→ SOURCE DOCUMENT:
#####
3. Reference a is designed to serve national security and defense as well as other national policies and goals involving spectrum-dependent equipment. Additionally reference d and as later amended states “The Secretary of Transportation shall… give full consideration to the requirements of national defense.” DOD EA operations are a part of national defense and once approved under the auspices of this manual should not be terminated except as specified below. Operators will comply with Enclosures C, D, H, and CJCSM 3212.03 for termination of EA (“cease buzzer” procedures). The following are valid reasons for termination:
a. Safety of flight.
b. Harmful interference.
c. Operations security (OPSEC).
d. Determination of the EA user.
4. The conduct of EA, in areas as defined in this manual’s glossary under the definitions of Canada and United States and Possessions (US&P), is governed by this manual under the authority of references d and e. International Civil Aviation Organization (ICAO) and reference e provide further considerations for conducting EA within international airspace, but do not govern DOD component EA operations.
5. The impact of the electromagnetic environment (EME) upon the operational capability of military forces, equipment, systems, and platforms is referred to as electromagnetic environmental effects (E3). E3 refers to the impact of the EME upon the operational capability of military forces, equipment, systems, and platforms. It encompasses all EM disciplines, including EM compatibility (EMC) and EM interference; EM vulnerability; EM pulse; EP, hazards of EM radiation to personnel, ordnance, and volatile materials; and natural phenomena effects of lightning and precipitation static. Equipment and systems operating on the principles of electromagnetism are characterized by EM vulnerability. Once subjected to E3, equipment and systems operating within, or as part of, the electromagnetic spectrum (EMS), may suffer degradation and become (incapable of performing the designated mission). The environmental consequences of EA and its employment must be analyzed in accordance with provisions of reference f and the accompanying Council on Environmental Quality Regulations. Consult specific-Service regulations.
#####
→ EXERCISE MATERIAL:

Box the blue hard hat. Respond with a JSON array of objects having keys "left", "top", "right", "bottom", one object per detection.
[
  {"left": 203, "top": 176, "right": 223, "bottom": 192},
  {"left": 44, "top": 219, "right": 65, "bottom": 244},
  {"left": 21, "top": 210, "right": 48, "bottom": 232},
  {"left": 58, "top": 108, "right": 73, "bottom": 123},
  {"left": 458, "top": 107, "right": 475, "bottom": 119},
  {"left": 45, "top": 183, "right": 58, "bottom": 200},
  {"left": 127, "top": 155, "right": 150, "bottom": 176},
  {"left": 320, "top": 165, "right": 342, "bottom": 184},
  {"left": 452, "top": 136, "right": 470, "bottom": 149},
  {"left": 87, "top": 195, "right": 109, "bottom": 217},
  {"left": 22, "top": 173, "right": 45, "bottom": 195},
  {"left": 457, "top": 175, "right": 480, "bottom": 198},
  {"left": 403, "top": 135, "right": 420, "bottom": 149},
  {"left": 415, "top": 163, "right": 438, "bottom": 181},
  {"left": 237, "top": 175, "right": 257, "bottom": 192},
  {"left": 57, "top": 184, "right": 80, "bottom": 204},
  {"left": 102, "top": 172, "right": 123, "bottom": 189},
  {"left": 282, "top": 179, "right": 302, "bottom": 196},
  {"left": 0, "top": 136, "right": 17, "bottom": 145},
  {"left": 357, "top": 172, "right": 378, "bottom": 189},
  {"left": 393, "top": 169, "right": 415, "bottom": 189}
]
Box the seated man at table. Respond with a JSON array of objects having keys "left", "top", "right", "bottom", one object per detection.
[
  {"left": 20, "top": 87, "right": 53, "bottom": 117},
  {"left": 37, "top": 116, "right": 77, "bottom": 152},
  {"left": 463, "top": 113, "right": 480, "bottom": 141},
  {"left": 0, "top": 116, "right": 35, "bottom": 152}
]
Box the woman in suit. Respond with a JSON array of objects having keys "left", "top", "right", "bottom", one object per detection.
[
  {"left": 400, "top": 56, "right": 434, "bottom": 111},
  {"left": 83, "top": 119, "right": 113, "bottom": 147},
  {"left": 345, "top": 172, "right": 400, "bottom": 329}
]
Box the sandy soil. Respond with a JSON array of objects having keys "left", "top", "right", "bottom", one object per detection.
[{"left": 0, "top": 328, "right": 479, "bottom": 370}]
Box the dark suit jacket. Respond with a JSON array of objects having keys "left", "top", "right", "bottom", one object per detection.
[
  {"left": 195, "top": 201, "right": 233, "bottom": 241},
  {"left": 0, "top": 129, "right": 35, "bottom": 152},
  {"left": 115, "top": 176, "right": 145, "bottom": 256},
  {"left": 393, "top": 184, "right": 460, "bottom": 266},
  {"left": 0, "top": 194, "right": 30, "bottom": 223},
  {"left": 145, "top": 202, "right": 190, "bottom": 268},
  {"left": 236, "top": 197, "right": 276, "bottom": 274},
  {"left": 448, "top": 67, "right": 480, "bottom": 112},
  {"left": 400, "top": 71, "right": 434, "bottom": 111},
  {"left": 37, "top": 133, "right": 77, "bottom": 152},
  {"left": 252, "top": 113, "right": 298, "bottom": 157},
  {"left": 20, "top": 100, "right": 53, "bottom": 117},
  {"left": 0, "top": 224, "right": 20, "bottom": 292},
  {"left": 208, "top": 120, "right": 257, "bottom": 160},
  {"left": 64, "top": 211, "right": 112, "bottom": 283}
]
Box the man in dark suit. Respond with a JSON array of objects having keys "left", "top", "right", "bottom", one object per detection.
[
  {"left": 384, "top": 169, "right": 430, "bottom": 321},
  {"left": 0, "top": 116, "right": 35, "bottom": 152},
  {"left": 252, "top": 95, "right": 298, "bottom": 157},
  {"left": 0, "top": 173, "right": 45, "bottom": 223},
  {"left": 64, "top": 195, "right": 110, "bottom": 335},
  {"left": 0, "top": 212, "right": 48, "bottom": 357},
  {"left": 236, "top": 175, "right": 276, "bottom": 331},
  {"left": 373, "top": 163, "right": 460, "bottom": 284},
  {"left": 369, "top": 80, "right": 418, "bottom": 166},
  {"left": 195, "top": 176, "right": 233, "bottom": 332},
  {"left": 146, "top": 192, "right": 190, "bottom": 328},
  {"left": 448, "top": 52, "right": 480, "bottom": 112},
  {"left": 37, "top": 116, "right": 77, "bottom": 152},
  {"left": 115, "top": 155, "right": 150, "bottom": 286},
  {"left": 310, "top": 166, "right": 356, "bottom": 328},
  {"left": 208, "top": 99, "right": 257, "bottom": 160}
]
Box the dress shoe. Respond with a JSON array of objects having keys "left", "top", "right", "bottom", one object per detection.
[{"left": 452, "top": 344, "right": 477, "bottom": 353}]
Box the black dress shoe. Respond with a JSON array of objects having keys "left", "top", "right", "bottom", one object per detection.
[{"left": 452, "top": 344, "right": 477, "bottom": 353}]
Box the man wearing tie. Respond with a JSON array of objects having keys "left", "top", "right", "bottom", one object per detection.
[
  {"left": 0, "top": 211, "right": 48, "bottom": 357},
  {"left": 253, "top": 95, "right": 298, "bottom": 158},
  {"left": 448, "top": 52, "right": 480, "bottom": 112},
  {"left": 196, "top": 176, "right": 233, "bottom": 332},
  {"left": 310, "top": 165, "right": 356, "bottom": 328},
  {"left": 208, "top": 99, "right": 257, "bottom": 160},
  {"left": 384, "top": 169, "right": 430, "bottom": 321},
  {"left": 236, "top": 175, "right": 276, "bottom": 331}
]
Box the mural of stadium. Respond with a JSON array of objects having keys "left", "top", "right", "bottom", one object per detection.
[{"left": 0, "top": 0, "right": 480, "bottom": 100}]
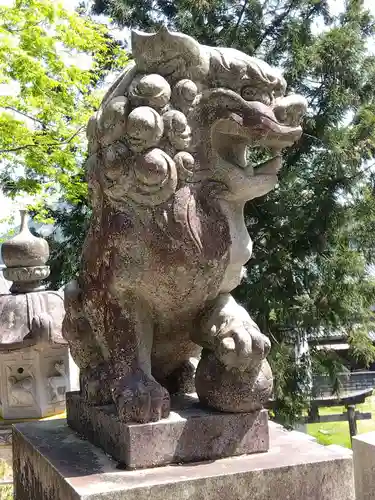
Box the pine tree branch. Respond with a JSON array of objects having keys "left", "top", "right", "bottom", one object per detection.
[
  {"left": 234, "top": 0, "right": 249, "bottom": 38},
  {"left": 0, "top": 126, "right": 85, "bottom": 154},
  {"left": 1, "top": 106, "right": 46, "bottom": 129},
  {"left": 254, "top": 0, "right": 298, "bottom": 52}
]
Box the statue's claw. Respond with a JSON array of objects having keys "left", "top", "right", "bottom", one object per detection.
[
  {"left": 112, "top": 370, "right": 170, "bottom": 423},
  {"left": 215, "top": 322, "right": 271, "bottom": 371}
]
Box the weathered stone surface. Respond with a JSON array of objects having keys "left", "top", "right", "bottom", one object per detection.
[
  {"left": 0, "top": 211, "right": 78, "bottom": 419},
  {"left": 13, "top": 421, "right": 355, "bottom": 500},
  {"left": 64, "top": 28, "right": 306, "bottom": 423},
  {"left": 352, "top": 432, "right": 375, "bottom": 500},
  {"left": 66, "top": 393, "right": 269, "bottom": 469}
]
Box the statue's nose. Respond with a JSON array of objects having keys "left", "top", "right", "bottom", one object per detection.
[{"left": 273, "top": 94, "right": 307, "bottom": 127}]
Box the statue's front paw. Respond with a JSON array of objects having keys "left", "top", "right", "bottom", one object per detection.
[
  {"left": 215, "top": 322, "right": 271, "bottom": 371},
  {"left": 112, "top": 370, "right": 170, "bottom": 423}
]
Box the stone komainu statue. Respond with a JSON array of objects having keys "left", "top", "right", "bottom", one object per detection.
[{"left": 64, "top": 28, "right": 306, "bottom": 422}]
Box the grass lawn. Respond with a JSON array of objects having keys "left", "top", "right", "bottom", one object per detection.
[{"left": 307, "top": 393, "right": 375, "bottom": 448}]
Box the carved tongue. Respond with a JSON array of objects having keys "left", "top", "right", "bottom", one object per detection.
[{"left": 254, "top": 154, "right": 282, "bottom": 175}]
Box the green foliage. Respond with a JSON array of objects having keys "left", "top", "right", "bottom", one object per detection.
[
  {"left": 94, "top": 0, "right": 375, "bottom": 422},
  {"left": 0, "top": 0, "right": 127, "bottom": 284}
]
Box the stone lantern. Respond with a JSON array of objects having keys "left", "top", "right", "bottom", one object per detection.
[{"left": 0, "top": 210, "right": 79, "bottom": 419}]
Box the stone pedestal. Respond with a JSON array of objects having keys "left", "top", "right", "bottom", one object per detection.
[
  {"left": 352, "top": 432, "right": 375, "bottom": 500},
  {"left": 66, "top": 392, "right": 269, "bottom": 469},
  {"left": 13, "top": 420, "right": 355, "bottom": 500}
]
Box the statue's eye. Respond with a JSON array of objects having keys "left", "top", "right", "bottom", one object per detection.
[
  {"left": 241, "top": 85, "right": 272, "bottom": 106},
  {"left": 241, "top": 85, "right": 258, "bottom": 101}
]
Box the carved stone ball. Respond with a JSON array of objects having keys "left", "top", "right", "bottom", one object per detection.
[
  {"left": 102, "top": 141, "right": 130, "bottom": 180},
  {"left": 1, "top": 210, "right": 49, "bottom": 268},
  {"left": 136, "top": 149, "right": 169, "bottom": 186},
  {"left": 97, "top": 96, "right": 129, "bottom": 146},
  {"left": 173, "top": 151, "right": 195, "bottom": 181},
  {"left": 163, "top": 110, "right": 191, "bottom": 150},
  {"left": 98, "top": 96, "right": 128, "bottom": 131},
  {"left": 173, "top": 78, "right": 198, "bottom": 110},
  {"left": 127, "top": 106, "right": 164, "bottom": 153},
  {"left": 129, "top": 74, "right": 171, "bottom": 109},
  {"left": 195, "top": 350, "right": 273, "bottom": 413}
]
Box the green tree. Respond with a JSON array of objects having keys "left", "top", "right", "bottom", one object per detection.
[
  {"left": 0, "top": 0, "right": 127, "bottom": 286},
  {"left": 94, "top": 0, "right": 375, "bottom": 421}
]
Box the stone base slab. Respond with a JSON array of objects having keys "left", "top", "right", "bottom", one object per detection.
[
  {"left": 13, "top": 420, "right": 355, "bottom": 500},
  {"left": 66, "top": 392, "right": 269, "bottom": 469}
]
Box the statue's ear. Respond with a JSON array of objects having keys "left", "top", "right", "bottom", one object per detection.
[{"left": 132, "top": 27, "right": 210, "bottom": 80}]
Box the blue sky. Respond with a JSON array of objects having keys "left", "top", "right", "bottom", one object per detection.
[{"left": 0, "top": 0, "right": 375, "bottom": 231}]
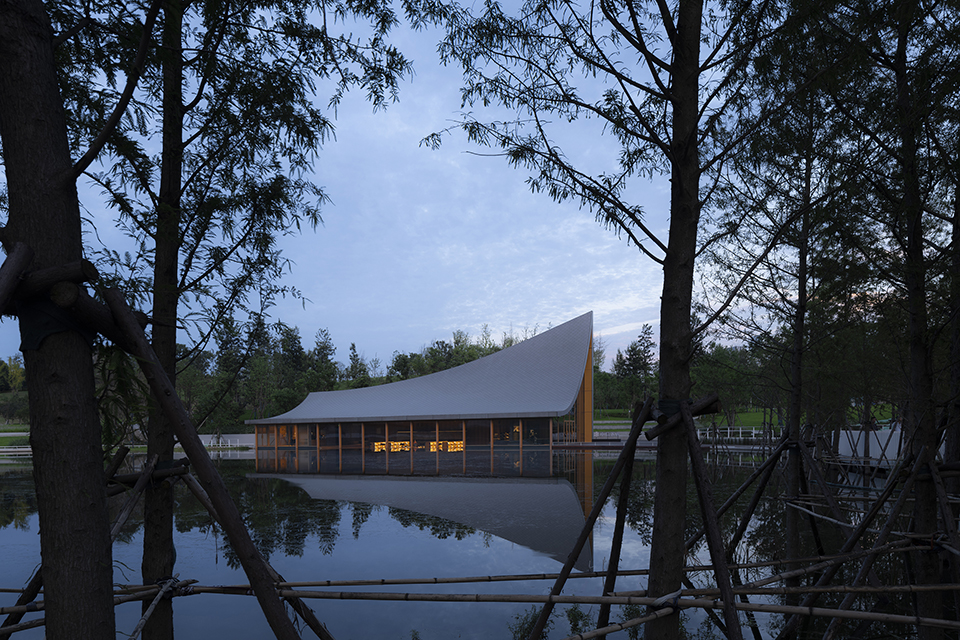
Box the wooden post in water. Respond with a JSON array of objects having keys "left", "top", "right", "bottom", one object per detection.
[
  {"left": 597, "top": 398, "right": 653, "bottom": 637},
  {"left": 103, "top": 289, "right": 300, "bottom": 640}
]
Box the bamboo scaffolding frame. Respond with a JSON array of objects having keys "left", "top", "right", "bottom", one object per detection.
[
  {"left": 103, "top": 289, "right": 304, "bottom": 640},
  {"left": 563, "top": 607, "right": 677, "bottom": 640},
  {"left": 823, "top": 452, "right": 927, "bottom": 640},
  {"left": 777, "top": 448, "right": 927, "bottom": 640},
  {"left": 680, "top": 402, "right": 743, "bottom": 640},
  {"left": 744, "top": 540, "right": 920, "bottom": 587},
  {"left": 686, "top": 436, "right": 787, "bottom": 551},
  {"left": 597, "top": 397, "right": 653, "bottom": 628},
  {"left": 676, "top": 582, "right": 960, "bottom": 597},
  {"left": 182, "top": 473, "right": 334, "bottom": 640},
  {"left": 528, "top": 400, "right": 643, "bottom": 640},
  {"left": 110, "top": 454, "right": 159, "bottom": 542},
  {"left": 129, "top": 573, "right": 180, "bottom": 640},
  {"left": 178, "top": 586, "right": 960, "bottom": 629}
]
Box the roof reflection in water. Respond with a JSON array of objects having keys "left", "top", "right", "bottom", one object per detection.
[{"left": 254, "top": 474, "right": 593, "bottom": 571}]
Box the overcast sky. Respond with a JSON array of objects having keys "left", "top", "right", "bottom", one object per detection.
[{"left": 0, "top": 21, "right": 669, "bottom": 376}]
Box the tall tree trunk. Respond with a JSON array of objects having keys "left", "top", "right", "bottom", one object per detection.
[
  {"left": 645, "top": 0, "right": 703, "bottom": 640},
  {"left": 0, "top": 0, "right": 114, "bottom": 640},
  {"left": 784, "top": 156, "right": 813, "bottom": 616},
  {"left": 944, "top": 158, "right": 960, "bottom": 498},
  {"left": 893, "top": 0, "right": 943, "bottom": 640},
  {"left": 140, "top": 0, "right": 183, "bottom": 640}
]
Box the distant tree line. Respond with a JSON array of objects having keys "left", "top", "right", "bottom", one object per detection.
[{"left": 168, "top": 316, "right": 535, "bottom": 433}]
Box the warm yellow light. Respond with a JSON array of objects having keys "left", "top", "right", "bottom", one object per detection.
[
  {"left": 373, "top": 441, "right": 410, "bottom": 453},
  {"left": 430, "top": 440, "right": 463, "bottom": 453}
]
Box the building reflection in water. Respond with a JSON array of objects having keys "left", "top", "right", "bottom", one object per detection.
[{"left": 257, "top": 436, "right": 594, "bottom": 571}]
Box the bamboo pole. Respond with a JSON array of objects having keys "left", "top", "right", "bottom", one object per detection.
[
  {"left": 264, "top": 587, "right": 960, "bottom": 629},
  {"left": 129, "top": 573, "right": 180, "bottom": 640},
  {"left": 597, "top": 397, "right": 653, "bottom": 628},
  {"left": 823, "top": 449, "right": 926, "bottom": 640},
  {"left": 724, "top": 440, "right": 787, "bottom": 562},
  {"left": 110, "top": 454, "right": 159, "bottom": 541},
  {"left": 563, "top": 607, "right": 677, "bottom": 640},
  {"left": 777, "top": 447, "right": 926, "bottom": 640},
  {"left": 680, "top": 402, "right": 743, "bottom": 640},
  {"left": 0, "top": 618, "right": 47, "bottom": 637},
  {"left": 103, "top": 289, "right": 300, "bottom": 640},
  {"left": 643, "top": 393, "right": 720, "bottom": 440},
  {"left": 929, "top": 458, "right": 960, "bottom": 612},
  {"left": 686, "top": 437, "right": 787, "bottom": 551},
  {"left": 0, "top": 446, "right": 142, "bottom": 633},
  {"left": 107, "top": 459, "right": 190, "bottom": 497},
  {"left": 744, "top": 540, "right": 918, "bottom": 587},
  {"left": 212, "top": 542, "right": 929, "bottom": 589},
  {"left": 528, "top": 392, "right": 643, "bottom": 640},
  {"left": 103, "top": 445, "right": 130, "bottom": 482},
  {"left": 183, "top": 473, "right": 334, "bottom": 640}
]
#####
→ TASK LIST:
1. Please list the valid reasons for terminating EA that the defense manual excerpt gives.
2. Pick out every line of the records that contains the word "carved", with case counting.

→ SET OF ANSWERS:
1.
- Safety of flight
- Harmful interference
- Operations security (OPSEC)
- Determination of the EA user

2.
Box the carved tongue. Respond with a JSON array of objects having keys "left", "top", "right", "bottom", one object per detection.
Box the carved stone ball. Respond with a JSON array of objects having keys "left", "top", "right", "bottom", one object per detection.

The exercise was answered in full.